**PROVIDED INFORMATION:**
· · · · · · ·

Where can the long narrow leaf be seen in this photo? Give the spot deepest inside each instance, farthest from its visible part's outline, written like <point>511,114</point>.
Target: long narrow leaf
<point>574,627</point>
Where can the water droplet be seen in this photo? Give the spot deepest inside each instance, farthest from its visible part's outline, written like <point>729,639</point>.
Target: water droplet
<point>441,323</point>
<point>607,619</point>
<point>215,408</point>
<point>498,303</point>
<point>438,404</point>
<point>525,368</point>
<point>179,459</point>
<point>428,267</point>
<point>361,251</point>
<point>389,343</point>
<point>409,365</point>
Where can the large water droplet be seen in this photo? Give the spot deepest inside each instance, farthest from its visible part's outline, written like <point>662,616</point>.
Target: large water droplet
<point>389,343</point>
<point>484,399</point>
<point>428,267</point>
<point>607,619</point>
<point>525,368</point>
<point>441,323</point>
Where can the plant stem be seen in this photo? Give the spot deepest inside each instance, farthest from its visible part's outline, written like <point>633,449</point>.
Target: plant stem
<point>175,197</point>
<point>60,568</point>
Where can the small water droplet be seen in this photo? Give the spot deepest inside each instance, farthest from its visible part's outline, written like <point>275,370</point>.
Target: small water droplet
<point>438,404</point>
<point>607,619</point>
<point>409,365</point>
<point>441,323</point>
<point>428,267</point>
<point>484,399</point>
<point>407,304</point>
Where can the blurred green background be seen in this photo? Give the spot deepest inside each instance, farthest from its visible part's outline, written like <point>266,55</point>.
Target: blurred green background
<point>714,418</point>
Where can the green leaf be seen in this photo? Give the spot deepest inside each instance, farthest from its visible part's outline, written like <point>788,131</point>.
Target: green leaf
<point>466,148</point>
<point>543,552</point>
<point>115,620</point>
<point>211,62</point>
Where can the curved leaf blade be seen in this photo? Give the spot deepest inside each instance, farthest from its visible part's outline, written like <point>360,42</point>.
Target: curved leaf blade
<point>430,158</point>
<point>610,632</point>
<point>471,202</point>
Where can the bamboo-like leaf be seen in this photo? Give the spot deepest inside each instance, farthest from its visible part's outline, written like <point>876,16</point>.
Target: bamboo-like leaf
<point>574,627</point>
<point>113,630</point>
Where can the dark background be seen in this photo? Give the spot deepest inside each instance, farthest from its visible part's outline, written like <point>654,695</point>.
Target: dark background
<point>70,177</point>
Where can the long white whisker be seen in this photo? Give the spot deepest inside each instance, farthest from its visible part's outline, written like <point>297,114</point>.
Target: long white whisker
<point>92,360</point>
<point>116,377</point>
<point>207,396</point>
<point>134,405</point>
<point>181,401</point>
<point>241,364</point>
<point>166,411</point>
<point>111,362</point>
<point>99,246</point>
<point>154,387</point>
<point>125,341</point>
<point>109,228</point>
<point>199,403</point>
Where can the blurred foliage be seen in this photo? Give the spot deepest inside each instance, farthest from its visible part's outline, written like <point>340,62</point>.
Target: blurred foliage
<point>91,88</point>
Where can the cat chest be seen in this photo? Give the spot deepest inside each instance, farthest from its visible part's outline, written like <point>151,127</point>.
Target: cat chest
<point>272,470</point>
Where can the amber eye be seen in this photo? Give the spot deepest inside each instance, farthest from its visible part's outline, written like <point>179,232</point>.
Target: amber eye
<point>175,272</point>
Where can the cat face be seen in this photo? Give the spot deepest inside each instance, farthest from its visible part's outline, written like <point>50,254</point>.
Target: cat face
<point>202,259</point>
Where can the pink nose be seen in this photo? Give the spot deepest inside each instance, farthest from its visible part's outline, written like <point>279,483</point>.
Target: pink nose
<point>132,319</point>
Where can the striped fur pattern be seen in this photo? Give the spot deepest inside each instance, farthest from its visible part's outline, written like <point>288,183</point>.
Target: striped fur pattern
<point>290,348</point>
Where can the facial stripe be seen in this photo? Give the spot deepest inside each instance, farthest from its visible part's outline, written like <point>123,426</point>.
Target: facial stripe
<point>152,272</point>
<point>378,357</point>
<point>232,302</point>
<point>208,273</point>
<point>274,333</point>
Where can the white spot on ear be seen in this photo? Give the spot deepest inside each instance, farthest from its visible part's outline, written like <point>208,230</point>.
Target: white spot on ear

· · · · · · ·

**OBJECTIVE:** Write every record out again, unaltered.

**OUTPUT:**
Where can the long narrow leaf be seen in this photo? Give the spot deepest inside each instance, farthest from its visible part's outline, written like <point>511,114</point>.
Target: long narrow leaf
<point>574,627</point>
Where can the water droplet be seen in this photo? Give the spot deepest inside each instance, farthest from its visible part's outline, written like <point>729,639</point>.
Target: water droplet
<point>441,323</point>
<point>607,619</point>
<point>215,408</point>
<point>498,303</point>
<point>438,404</point>
<point>525,368</point>
<point>179,459</point>
<point>428,267</point>
<point>361,251</point>
<point>389,343</point>
<point>409,365</point>
Where can the large water droplet be seen in this photo? Give the spot deepest inside each instance, farthest from its visible part's outline, written like <point>662,616</point>.
Target: large water droplet
<point>389,343</point>
<point>484,399</point>
<point>428,267</point>
<point>607,619</point>
<point>525,368</point>
<point>441,323</point>
Where can the plant stem be seen in this photo? Give the spot deepest inside each instance, farthest from its visible part's outline, written like <point>633,449</point>.
Target: plant stem
<point>175,197</point>
<point>60,568</point>
Where can the small water droplet be seen in this photo? Give the spot deepest inside each instance, farthest from its visible part's outline, written like <point>275,370</point>.
Target: small water droplet
<point>438,404</point>
<point>607,619</point>
<point>409,365</point>
<point>441,323</point>
<point>428,267</point>
<point>484,399</point>
<point>407,304</point>
Where can the blurred green background be seen in this photo? Give the spot deepest inside each instance, farthest from its visible part's outline, written like <point>266,55</point>.
Target: blurred green background
<point>714,418</point>
Where can the green leaf be seen in this photo? Give the spot deepest inside each instance, farthest from its visible part's outline, written like <point>788,131</point>.
Target: green leaf
<point>466,148</point>
<point>543,552</point>
<point>115,620</point>
<point>211,62</point>
Where can the curved leaf blade be seen in this photo? Give the spot deepest inside each instance, farthest from its visible part's outline, written like <point>360,42</point>.
Target: curved leaf blade
<point>430,158</point>
<point>610,632</point>
<point>471,202</point>
Where can the bamboo-like leaf be seen in this photo? Give the spot deepest inside each instance, farthest from its visible part's outline, written like <point>876,16</point>.
Target: bamboo-like leaf
<point>574,627</point>
<point>113,630</point>
Where can the dark background be seen in this photo? Give the spot deepest inside each instance, farthest from its visible part's outline, written like <point>654,695</point>.
Target: dark background
<point>70,177</point>
Where can the long white whisker be seen in this photo? Give the spot deepest inside each instance, farthest from its visible part's outline, written like <point>297,114</point>.
Target: long white whisker
<point>92,360</point>
<point>116,377</point>
<point>207,396</point>
<point>134,405</point>
<point>181,401</point>
<point>241,364</point>
<point>166,411</point>
<point>111,362</point>
<point>99,246</point>
<point>154,387</point>
<point>125,341</point>
<point>109,228</point>
<point>199,403</point>
Where can the blurred foliage be seen in this photo? Give the spot deepest inside each instance, farthest from its visible part's outline, written like <point>340,62</point>.
Target: blurred foliage
<point>91,88</point>
Where can the cat chest be seen in this photo? Give the spot deepest inside each instance, farthest from its visible part's outline, written like <point>151,127</point>.
Target: cat chest
<point>272,470</point>
Where can the amber eye be seen in this photo? Give the spot deepest inside each instance, farthest from its visible part's outline, written like <point>179,232</point>.
Target: amber eye
<point>175,272</point>
Where can the cat face be seen in this photo? Give the spot deepest inside each instance, farthest from its visible part's outline, written like <point>50,254</point>.
Target: cat face
<point>202,259</point>
Where can the pink nose be seen in this photo? Give the spot deepest inside each instance, farthest from its visible part's outline, written like <point>279,483</point>.
Target: pink nose
<point>132,319</point>
Where can the striped fur pattern be seen in this photo? Give the spot deepest inside each instance, farthest from its visible part's outline, written like <point>288,183</point>.
Target: striped fur pattern
<point>290,348</point>
Where can the facial stripe be seen in this photo? Give the spot deepest inside each instance, farthest from its visible part's outline, written like <point>123,426</point>.
Target: facial stripe
<point>152,272</point>
<point>378,357</point>
<point>232,302</point>
<point>208,273</point>
<point>274,333</point>
Where can the white spot on ear be seen in this photo? Give the spot deepest inside each instance, farthest from its visible part's outline, written like <point>208,230</point>.
Target: white spot on ear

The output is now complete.